(INPUT MATERIAL):

********

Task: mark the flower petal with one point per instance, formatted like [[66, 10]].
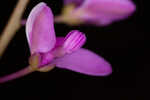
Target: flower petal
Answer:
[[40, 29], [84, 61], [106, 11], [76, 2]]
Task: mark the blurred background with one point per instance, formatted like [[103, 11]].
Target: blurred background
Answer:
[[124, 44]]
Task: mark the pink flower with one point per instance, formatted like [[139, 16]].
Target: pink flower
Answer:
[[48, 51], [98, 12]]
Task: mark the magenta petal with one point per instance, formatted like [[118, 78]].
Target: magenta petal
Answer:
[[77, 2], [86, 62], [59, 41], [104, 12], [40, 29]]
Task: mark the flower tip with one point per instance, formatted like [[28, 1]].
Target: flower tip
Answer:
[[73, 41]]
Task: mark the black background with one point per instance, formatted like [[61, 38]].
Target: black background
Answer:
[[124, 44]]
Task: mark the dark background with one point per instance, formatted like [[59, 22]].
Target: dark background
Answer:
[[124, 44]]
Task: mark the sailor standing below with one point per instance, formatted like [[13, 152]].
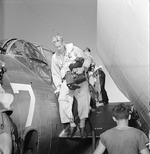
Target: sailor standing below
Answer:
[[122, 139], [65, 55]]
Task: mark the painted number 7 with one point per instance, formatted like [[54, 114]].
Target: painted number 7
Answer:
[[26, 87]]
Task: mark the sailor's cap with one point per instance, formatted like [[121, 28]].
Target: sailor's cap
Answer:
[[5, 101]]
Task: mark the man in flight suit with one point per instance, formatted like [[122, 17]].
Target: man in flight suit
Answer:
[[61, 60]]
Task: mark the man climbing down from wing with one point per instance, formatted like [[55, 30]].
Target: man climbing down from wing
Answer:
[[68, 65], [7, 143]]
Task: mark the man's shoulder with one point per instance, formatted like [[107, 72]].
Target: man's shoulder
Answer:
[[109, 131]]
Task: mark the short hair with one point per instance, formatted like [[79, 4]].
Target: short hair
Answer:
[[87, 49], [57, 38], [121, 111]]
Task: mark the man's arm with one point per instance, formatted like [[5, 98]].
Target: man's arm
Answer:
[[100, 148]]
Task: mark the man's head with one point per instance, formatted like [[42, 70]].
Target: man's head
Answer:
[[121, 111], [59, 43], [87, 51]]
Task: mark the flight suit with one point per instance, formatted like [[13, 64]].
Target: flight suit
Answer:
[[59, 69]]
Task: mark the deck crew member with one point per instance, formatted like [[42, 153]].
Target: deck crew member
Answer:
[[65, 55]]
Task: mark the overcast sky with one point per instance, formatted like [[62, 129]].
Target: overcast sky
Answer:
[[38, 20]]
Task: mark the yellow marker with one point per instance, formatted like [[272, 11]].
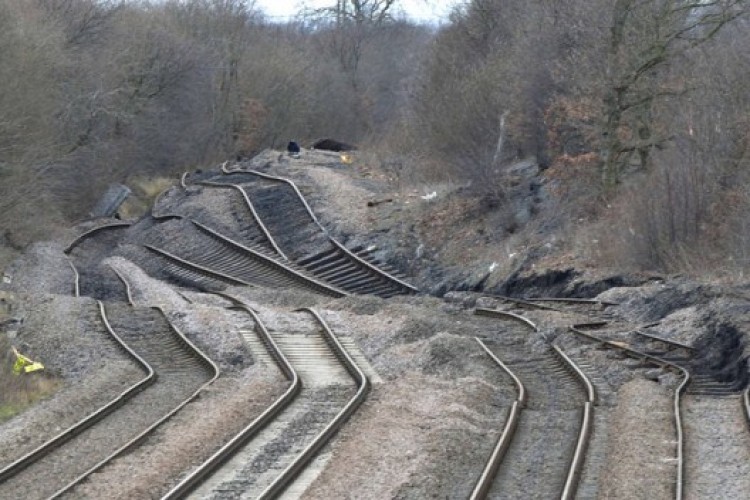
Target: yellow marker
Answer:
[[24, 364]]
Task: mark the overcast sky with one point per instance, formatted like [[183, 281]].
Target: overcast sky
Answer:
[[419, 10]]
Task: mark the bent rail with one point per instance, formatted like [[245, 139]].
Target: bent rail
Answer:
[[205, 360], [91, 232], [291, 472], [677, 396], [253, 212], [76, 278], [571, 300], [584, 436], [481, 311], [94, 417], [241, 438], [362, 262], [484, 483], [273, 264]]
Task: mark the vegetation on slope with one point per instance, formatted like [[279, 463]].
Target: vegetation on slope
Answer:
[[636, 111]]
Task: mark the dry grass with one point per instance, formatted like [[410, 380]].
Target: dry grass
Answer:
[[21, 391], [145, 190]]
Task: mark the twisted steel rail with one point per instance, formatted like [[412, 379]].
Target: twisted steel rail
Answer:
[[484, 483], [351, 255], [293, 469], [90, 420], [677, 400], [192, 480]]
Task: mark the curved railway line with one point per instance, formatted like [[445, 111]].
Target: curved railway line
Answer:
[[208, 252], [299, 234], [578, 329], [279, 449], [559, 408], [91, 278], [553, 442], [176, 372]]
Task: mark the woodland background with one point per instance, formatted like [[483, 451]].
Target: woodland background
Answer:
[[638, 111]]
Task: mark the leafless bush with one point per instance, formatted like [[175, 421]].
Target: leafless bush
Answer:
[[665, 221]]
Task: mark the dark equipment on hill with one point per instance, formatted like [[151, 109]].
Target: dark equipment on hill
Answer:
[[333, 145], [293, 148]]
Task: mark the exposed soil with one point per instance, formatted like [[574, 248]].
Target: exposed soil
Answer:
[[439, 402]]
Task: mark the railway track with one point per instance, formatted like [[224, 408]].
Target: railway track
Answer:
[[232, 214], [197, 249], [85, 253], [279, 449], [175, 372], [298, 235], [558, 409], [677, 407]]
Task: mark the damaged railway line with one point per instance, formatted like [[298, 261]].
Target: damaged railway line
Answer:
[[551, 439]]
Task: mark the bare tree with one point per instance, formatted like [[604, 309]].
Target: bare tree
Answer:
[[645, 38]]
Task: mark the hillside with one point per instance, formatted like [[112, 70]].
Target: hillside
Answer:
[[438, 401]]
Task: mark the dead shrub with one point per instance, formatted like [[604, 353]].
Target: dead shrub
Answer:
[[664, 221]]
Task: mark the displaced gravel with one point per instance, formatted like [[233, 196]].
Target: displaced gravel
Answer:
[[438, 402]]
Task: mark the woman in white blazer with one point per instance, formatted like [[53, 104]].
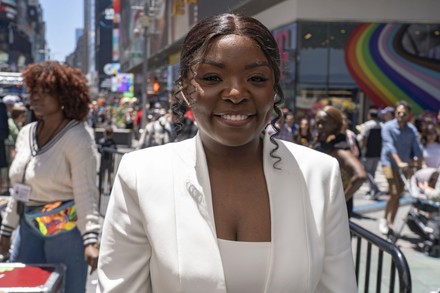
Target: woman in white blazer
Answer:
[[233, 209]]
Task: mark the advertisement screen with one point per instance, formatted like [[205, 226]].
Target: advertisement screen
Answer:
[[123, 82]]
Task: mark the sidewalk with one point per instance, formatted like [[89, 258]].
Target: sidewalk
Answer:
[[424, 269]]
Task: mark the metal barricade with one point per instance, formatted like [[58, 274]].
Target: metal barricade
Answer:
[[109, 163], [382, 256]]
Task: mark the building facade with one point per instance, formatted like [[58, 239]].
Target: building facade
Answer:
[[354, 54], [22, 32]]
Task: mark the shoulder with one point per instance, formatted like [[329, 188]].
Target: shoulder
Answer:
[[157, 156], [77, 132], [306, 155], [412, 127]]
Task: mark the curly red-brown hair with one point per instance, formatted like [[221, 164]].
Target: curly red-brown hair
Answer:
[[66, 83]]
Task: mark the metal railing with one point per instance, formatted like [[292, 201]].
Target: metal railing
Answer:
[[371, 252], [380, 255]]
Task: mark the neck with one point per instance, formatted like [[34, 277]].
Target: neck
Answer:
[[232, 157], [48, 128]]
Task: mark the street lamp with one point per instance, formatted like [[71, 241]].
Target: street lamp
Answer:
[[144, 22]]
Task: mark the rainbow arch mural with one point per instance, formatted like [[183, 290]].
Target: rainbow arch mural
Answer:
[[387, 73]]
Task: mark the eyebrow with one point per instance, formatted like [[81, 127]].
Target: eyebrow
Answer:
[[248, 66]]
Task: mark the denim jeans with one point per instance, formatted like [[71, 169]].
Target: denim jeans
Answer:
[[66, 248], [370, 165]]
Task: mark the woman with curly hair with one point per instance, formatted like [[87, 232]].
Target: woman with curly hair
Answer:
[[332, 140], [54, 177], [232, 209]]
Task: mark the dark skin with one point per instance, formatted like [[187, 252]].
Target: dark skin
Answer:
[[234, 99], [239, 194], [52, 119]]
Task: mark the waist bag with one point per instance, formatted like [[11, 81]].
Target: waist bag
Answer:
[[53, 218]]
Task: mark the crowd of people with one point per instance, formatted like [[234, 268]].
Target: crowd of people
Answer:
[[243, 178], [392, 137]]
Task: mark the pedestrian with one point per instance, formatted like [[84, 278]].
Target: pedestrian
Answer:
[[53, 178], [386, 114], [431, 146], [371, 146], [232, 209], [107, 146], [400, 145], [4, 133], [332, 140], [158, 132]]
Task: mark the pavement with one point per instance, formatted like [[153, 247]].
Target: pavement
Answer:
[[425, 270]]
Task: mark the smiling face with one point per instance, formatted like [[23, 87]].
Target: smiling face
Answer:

********

(TO DO):
Where a line of the listing holds "building", show that line.

(TASK RESPONSE):
Task: mark the building facade with one point per instance, formatted like [[58, 239]].
Target: building facade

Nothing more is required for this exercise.